Speakers at a policy dialogue on Saturday laid emphasis on equal distribution of the government’s health workforce throughout the country to ensure universal health coverage.
They stressed the importance of immediate coordinated efforts among multiple stakeholders in order to eliminate the existing setbacks and strengthen present health system.They came up with the remarks at the fourth phase of Health Policy Dialogue.
International Centre for Diarrhoeal Disease Research, Bangladesh (icddr,b) arranged the event at CIRDAP auditorium in the capital. Health professionals, policymakers, medical practitioners and representatives from government, nongovernment organisations (NGOs) and media were present on the occasion.
The health policy dialogue is an initiative of the icddr,b’s ‘Strengthening Health, Applying Research Evidence (SHARE)’ project. It was initiated in September 2017, said a press release.
The dialogue titled ‘Equitable Distribution of Medical Doctors for Strengthening Universal Health Coverage (UHC)’ sought practical solutions to overcome the challenges and achieve universal health coverage.

▸ Apply what you read:
**A)** List every group the health policy dialogue report says was present at the event.
**B)** Continue the health policy dialogue report from the point where it stops.

▸ Entries shown:
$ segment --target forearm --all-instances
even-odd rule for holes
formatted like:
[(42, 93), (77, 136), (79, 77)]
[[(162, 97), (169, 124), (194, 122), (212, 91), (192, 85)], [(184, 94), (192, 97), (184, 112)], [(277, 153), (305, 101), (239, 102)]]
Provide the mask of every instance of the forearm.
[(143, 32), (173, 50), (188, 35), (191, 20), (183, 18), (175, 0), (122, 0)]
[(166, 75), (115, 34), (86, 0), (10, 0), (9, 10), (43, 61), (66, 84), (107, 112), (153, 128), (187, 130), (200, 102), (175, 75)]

▸ Answers for each item:
**A)** Health professionals, policymakers, medical practitioners, representatives from government, representatives from nongovernment organisations (NGOs), and representatives from the media.

**B)**
The dialogue said Bangladesh is considered one of the countries with severe shortage and geographically improper distribution of health workforce while the country is challenged by production, deployment, availability and retention of quality health workforce.
In his keynote presentation, Dr. Iqbal Anwar, Scientist and Project Coordinator, SHARE Project of Universal Health Coverage Programme at icddr,b, highlighted the present situation of health workforce distribution in Bangladesh.He has presented several setbacks of the existing systems that include overly-centralised health system, weak governance and regulatory framework, weak management and institutional capacity in the ministry of health and family welfare, inequitable allocation of doctors, high rate of vacancy at the Upazila level, high number of deputation posting, inadequate amenities and lack of proper educational facilities for children of the health professionals posted in the rural areas.
Dr Anwar has also presented relevant data from DGHS 2019, which shows that 20.4 percent vacancy against sanctioned positions of doctors that aggravates the situation of shortage of medical doctors.
Furthermore, a total of 4,749 doctors are posted on attachment (OSD) in Dhaka against the sanctioned OSD post of 783, which have resulted in a severe shortage of doctors in district level and below.
Dr. Mushtuq Husain from Co-ordination and Support Centre of Directorate General of Health Services (DGHS) welcomed the participants while Professor Robayet Ferdous, Department of Mass Communication and Journalism, University of Dhaka, moderated the event.
Speaking as the chief guest, Prof. Dr Abul Kalam Azad, Director General of the DGHS, also laid stress on the coordinated approach.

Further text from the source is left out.